--- Begin SUPPLIED TEXT ---
The Ronnie’s Restaurant Story: Two Pats of Butter and a Whole Lot of Attitude

The line outside Ronnie's Restaurant snaked into the Florida heat, but nobody left....

The line outside Ronnie's Restaurant snaked into the Florida heat, but nobody left. They knew the rules by now: parties of three or fewer to the left, four or more to the right. Get it wrong, and a staff member would let you know about it. Ask for extra butter, and you'd be reminded, firmly, that two pats was the limit. Request a split check, and you might as well have asked for the moon.

This was Colonial Plaza in its heyday, and for 39 years, Orlandoans didn't just tolerate these indignities. They loved them.

A New Yorker Opens Ronnie's Restaurant

Larry Leckart arrived in Orlando from New York City in 1955, landing in a city still figuring out what it wanted to become. That January, Colonial Plaza had just opened on East Colonial Drive as Florida's largest retail development at the time, rising from what had recently been T.G. Lee dairy pastures. An estimated 150,000 people mobbed the place on opening day, streaming in from across Central Florida to witness this strange new thing called a shopping center.

Leckart saw his moment. In May 1956, he and his wife opened the restaurant at the corner of Colonial Drive and Primrose Avenue, right in the thick of all that suburban optimism. The name carried no family significance, no deeper meaning. Ronnie's. Easy to say. Easy to remember.

What Leckart built over the next four decades would prove considerably harder to forget.

How Ronnie's Taught Central Florida to Eat

Here's the thing about Orlando in 1956: most folks had never seen a bagel. Lox was a foreign concept. Pastrami piled high on rye, matzo ball soup, blintzes, the Reuben sandwich, these weren't exotic imports from some distant land, just staples of northeastern Jewish deli culture. But for customers who'd never ventured much past Jacksonville, they might as well have arrived from another planet.

Ronnie's Restaurant became an education. Leckart wasn't simply feeding people; he was expanding palates, one corned beef sandwich at a time.

The menu sprawled well beyond deli standards into breakfast, seafood, steaks, and dishes like stuffed cabbage. But certain items achieved near-mythical status. The custard eclairs drew devotees from neighboring counties who considered the drive worthwhile for pastry alone. The Napoleons cultivated their own fierce following. And the pumpernickel onion rolls haunted customers' memories for decades after their last visit.

Then there was the Mogambo Extravaganza.

This ice cream sundae, if "sundae" even applies to something requiring two hands to carry, arrived crowned with seven flavors of ice cream and sherbet, buried under whipped cream and five different toppings. Waiters at Ronnie's ferried it through the dining room like some kind of frozen parade float while other customers stopped mid-bite to stare. The Mogambo wasn't dessert. It was theater.

Every table received a complimentary bread basket heaped with assorted rolls, pastries, pickles, and olives. Generous enough that a resourceful diner on a tight budget could fill up before the entree arrived. This wasn't an oversight on Leckart's part. The bread basket was democratic. It meant Ronnie's Restaurant belonged to everyone, regardless of what they could afford to order.

The Rules That Made Ronnie's Restaurant Famous

Other restaurants bent over backward to accommodate customers. Ronnie's Restaurant bent customers to accommodate the restaurant.

No sharing entrees. No splitting checks. Two pats of butter, and don't bother asking for more. The dual waiting lines were strictly enforced, with violations publicly corrected. Any business school professor would have called it commercial suicide.
--- End SUPPLIED TEXT ---
--- Begin SUPPLIED RECORDS ---
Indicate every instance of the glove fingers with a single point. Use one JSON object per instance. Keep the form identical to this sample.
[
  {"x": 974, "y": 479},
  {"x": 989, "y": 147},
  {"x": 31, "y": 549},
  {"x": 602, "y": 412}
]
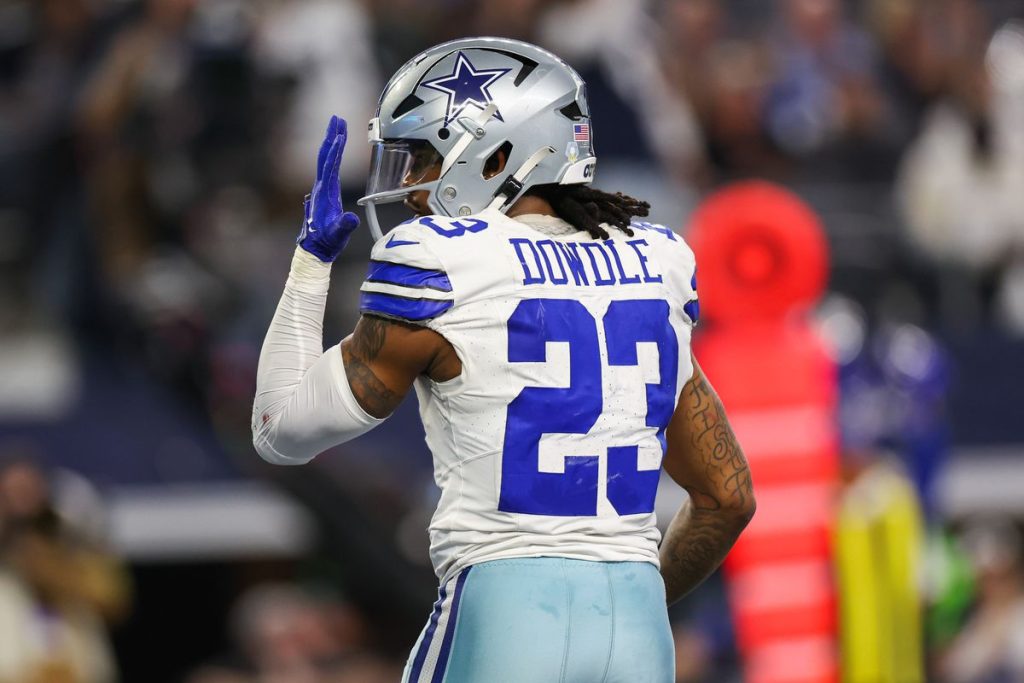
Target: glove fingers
[
  {"x": 349, "y": 221},
  {"x": 332, "y": 169},
  {"x": 329, "y": 137}
]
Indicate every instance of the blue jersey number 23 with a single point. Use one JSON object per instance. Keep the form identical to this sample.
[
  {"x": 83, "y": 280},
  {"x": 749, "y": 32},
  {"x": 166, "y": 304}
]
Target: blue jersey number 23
[{"x": 574, "y": 410}]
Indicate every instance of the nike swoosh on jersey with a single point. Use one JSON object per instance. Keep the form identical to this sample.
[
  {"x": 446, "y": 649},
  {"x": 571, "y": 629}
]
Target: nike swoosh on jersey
[{"x": 398, "y": 243}]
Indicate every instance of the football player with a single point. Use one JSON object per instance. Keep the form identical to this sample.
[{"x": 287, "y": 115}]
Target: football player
[{"x": 546, "y": 332}]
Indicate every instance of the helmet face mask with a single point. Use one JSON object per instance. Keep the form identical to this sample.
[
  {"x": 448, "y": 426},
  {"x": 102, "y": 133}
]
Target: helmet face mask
[{"x": 449, "y": 110}]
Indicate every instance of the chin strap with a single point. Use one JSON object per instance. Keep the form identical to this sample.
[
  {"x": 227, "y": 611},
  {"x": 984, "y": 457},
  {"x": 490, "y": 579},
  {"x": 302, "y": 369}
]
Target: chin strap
--- End SUPPLIED RECORDS ---
▶ [GIVEN PROBLEM A] According to the restaurant article, in what month and year did Ronnie's Restaurant open?
▶ [GIVEN PROBLEM B] How many lines in the records contain the word "player"? Reply with the number only.

▶ [FULL ANSWER A] May 1956

▶ [FULL ANSWER B] 2